Report every line of the records that contains the string "cabin". Case counts.

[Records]
"""
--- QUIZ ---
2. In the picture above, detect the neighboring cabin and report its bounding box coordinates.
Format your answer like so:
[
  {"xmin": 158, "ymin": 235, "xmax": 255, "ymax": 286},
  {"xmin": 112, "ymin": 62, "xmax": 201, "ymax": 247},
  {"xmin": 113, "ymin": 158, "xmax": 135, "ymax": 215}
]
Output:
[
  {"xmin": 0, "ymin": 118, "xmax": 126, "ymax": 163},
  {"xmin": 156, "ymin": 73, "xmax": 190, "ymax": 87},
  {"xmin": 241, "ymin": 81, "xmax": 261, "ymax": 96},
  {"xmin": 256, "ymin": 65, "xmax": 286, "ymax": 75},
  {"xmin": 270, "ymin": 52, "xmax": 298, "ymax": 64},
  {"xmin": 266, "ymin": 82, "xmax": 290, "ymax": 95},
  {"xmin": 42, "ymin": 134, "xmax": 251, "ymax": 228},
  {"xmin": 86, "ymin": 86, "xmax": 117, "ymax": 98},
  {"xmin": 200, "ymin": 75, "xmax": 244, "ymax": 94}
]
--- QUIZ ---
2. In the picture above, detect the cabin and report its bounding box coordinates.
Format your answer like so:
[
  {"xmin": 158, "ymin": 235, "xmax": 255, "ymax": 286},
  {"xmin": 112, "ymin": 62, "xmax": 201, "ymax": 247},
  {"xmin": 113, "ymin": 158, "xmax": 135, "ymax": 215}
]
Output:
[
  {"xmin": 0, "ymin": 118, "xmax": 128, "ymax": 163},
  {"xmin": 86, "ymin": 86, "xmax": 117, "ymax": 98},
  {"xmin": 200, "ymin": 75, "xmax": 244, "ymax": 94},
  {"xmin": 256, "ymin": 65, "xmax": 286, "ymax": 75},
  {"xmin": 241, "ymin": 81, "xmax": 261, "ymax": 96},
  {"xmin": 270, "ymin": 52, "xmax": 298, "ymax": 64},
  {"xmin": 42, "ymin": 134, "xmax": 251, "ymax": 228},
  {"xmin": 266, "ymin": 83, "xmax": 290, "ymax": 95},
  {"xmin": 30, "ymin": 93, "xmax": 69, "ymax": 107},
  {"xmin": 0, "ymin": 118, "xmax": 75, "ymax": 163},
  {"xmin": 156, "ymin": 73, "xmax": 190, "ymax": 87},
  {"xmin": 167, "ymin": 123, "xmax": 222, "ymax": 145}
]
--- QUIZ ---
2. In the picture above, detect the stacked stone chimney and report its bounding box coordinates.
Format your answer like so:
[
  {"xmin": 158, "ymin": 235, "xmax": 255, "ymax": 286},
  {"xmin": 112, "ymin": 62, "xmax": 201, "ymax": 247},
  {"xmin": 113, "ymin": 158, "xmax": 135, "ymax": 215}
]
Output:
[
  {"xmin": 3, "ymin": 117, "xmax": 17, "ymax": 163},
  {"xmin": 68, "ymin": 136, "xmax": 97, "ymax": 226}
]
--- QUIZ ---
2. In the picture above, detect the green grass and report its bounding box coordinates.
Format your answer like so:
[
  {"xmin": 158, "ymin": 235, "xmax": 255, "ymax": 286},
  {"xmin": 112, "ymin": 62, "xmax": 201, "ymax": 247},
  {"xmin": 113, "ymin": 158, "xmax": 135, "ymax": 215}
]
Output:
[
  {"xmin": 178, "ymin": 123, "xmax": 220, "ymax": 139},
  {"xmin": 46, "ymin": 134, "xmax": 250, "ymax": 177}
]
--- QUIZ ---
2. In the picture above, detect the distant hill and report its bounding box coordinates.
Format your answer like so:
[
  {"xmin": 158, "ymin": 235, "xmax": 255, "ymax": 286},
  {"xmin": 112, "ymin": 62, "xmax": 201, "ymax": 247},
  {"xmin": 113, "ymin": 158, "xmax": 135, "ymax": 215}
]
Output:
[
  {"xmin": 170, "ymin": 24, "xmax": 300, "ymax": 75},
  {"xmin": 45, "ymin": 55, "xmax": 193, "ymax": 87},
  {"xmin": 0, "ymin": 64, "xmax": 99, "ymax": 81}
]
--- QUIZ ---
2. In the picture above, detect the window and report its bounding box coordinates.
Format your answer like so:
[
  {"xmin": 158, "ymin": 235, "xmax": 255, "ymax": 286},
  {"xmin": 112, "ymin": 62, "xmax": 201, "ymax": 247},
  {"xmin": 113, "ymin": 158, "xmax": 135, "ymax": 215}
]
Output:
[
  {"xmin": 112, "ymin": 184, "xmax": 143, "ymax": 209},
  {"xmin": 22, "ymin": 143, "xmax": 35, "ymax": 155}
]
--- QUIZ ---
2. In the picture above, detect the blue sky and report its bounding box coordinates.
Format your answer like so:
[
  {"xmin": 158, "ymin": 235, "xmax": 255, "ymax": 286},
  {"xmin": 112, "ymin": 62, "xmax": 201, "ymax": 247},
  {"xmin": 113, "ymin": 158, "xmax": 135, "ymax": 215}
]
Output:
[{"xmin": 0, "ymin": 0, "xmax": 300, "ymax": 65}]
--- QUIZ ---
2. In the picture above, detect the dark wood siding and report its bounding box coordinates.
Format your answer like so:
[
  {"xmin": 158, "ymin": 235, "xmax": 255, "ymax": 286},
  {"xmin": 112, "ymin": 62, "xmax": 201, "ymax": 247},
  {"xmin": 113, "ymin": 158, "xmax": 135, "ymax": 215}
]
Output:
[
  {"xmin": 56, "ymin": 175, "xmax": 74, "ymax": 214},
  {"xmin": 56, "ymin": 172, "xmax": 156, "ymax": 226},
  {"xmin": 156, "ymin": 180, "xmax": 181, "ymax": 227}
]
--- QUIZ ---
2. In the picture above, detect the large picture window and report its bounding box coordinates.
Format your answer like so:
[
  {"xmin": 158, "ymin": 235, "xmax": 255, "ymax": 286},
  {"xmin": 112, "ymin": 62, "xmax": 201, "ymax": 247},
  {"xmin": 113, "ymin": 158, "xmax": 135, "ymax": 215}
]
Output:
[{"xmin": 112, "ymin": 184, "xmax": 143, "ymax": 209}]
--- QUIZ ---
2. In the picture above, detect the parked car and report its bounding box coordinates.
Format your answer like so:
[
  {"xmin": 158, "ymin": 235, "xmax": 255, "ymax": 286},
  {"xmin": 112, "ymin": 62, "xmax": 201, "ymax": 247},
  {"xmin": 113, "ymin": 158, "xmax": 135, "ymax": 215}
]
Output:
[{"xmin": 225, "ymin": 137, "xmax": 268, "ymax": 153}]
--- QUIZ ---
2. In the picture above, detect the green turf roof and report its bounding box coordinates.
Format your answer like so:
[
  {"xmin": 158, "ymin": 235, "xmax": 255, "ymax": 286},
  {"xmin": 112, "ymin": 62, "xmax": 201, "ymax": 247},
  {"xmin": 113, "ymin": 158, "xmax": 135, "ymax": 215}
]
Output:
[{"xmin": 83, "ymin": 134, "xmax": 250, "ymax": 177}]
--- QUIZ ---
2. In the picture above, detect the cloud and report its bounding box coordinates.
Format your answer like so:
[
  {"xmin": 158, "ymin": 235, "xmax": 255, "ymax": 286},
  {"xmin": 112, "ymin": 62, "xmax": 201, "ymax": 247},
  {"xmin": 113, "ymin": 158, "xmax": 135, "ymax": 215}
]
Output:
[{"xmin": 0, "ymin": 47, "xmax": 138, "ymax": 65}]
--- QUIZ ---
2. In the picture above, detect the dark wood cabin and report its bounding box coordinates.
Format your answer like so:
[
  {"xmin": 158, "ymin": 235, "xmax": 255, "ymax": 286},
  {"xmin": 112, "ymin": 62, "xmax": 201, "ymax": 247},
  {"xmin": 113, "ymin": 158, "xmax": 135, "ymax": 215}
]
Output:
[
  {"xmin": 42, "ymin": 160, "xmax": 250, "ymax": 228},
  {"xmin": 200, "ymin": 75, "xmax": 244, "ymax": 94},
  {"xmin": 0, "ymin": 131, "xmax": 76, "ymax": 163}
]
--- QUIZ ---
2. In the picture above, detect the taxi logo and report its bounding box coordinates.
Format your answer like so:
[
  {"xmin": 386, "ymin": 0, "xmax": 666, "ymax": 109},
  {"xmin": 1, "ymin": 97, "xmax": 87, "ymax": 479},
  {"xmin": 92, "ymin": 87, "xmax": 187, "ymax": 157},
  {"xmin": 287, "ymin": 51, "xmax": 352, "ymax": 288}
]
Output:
"""
> _RESPONSE_
2. In the picture above, detect the neighboring cabin and report its bounding box coordinates.
2. In the picture above, detect the cabin and report its bounding box coordinates.
2. In the picture above, detect the dark wood cabin and report its bounding box coordinates.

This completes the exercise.